■ SELECTED TEXT:
------------------------------------------------------------------------
The NDA performed better in 103 of Kerala's 140 Assembly constituencies, though it recorded a decline in 37 seats, when compared to 2021. Several constituencies witnessed sharp double-digit swings in favour of the alliance. While their state-wide vote share remained largely stagnant, its influence spread into regions where it had previously struggled to establish a presence.
The figures show that the trajectory is consistent even if the pace is slow.
D Dhanuraj, chairman of the Kochi-based Centre for Public Policy Research (CPPR), said the BJP could have performed even better had it not entered into an alliance with Twenty20.
"In constituencies like Thripunithura, the BJP might have secured at least 20,000 more votes than it eventually did. On the other hand, in places like Kunnathunad, Twenty20 may have had the upper hand had it not joined hands with the BJP. Many Twenty20 supporters drifted away after the party aligned with the NDA," he said.
The most dramatic rise was in Poonjar, where the NDA's vote tally surged from just 2,965 votes in 2021 to 36,172 in 2026, a gain of 33,207 votes. Kunnathunad witnessed a similar leap, with the party's vote count rising from around 7,000 to 40,221, an increase of 33,003 votes.
In Pala, the alliance added 24,435 votes, climbing from 10,869 to 35,305, while Guruvayur saw a remarkable increase of 22,653 votes, with the party's tally jumping from 6,295 to 28,947. Thalassery, where the NDA did not field a candidate in 2021, delivered 22,754 votes to the party this time.
Thiruvalla recorded a gain of 20,404 votes, taking their tally from 22,674 to 43,078, while Karunagappally saw an increase of 20,090 votes, from 12,031 to 32,121. Ottappalam registered a gain of 17,420 votes, with the BJP's tally rising from 25,056 to 42,476.
Varkala added 16,186 votes, increasing from 11,214 to 27,400, while Sulthan Bathery almost doubled its NDA vote base, rising from 15,462 votes in 2021 to 31,308 in 2026, a gain of 15,846 votes. Chelakkara too recorded a substantial increase of 13,241 votes, from 24,045 to 37,286.
The NDA also added more than 12,000 votes each in Nedumangad and Kundara, while Nattika and Kaipamangalam recorded increases of over 11,000 votes compared to the previous election.
According to Dhanuraj, the BJP has been relatively successful in consolidating support among the Ezhava community.
"The party's social engineering among Ezhavas, as well as Dalit and Scheduled Tribe communities, appears to have worked. That is one reason we have seen a surge in BJP votes in places such as Sulthan Bathery. Investing resources in building alliances such as the BDJS and creating inroads into the Ezhava community is a strategy the BJP has employed successfully in several other states," he said.
------------------------------------------------------------------------
Dataset entries:
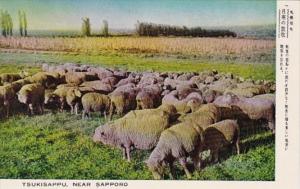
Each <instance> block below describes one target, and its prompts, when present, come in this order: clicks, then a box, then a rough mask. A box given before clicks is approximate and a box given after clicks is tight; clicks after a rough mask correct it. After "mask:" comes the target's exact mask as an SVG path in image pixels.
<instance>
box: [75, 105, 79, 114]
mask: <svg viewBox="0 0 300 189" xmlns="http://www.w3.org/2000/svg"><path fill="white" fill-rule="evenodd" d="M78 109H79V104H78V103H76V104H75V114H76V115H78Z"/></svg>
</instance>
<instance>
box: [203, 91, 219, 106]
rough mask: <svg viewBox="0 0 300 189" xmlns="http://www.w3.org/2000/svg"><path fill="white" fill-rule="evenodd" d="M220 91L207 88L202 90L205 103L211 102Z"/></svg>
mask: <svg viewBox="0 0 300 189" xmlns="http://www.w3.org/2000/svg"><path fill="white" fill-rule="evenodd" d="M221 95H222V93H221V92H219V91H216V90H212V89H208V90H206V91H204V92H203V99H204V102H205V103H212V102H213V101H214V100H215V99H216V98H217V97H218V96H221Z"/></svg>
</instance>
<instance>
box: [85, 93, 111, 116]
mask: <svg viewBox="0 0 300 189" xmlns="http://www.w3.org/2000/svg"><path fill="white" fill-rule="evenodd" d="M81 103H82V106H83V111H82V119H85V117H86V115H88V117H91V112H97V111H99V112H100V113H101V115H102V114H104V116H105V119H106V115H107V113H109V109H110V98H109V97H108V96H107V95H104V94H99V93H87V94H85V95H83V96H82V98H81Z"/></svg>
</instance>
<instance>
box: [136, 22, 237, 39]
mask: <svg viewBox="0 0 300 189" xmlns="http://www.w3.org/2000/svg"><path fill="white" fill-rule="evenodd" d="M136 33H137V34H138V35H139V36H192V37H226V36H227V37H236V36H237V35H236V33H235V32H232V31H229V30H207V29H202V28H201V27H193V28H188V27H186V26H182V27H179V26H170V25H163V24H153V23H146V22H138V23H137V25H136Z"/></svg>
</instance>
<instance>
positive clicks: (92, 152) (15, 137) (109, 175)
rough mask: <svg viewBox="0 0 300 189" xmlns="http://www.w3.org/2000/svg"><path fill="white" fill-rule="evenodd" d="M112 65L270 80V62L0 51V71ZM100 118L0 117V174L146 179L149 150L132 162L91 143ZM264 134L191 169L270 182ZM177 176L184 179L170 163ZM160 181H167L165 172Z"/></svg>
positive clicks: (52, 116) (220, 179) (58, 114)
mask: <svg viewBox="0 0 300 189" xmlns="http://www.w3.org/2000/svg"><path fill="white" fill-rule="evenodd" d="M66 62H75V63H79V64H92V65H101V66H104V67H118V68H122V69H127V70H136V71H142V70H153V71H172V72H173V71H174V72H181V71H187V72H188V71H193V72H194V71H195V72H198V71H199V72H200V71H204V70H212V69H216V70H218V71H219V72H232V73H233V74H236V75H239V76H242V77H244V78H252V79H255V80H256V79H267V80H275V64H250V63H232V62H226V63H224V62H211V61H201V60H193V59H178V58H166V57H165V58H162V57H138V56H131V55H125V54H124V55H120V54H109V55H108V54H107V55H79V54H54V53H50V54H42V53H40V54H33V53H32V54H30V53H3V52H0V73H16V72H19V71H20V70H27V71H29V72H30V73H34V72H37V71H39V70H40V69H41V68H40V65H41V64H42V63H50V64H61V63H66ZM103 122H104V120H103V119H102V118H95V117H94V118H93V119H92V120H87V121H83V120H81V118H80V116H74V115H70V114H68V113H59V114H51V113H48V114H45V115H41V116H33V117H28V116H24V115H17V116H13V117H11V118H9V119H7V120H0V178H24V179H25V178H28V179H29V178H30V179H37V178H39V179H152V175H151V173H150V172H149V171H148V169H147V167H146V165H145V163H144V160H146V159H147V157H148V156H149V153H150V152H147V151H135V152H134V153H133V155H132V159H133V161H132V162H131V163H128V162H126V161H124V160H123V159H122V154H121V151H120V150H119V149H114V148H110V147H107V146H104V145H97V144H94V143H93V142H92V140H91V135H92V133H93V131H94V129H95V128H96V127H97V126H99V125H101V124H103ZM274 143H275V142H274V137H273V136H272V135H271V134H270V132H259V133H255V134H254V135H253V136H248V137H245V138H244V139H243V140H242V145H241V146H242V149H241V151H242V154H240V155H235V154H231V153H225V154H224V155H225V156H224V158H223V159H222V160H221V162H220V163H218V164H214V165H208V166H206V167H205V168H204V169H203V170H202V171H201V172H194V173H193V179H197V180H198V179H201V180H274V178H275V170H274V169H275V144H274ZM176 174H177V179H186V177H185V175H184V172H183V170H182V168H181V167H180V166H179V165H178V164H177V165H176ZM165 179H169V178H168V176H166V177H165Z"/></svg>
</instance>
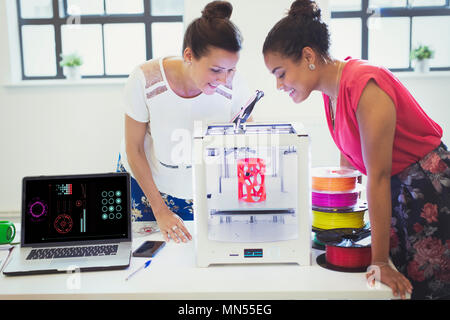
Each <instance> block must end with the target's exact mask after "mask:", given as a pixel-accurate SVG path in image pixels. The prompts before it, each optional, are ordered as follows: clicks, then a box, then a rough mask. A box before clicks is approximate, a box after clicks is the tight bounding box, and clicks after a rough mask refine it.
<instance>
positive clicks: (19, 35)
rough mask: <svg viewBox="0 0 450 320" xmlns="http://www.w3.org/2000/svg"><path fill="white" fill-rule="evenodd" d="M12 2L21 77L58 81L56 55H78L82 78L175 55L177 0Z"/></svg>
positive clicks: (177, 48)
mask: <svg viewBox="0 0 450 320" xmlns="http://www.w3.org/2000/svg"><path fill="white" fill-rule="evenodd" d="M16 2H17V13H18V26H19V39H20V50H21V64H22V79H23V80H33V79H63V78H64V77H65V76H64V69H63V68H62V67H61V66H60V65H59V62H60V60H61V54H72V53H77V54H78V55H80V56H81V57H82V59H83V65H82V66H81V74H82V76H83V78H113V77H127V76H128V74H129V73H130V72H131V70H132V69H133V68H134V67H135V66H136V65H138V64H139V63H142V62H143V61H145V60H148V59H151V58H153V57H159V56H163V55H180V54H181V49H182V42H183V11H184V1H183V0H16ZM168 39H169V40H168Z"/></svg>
------------------------------------------------------------------------
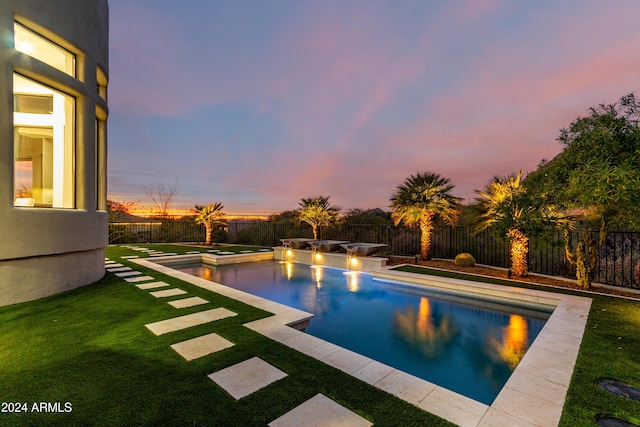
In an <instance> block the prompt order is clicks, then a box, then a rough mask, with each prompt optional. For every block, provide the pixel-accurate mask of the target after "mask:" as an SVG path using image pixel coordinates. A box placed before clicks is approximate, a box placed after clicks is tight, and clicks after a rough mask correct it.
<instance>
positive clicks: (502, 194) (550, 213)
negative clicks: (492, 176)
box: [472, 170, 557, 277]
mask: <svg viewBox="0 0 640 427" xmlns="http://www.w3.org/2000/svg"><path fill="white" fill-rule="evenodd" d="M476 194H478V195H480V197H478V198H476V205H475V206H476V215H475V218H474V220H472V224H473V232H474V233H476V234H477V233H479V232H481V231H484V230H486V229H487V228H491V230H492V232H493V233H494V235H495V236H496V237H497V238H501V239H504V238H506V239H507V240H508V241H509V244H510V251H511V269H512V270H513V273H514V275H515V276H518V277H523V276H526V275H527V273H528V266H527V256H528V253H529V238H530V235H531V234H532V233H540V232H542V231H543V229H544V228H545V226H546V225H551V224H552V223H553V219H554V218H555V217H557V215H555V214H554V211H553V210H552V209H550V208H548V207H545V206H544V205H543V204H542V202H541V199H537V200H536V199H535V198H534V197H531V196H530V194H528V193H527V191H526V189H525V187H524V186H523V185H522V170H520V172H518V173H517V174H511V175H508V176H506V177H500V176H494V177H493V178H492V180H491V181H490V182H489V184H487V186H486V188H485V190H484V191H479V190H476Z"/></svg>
------------------------------------------------------------------------
■ PROBLEMS TO WORK ON:
1: According to the article on the NDA's Kerala results, how many votes did the NDA gain in Poonjar between 2021 and 2026?
2: Write out everything in the article on the NDA's Kerala results from "The figures show" down to "of 33,003 votes.".
None of the dataset entries are needed.

■ SOLUTIONS IN ORDER:
1: 33,207 votes

2:
The figures show that the trajectory is consistent even if the pace is slow.
D Dhanuraj, chairman of the Kochi-based Centre for Public Policy Research (CPPR), said the BJP could have performed even better had it not entered into an alliance with Twenty20.
"In constituencies like Thripunithura, the BJP might have secured at least 20,000 more votes than it eventually did. On the other hand, in places like Kunnathunad, Twenty20 may have had the upper hand had it not joined hands with the BJP. Many Twenty20 supporters drifted away after the party aligned with the NDA," he said.
The most dramatic rise was in Poonjar, where the NDA's vote tally surged from just 2,965 votes in 2021 to 36,172 in 2026, a gain of 33,207 votes. Kunnathunad witnessed a similar leap, with the party's vote count rising from around 7,000 to 40,221, an increase of 33,003 votes.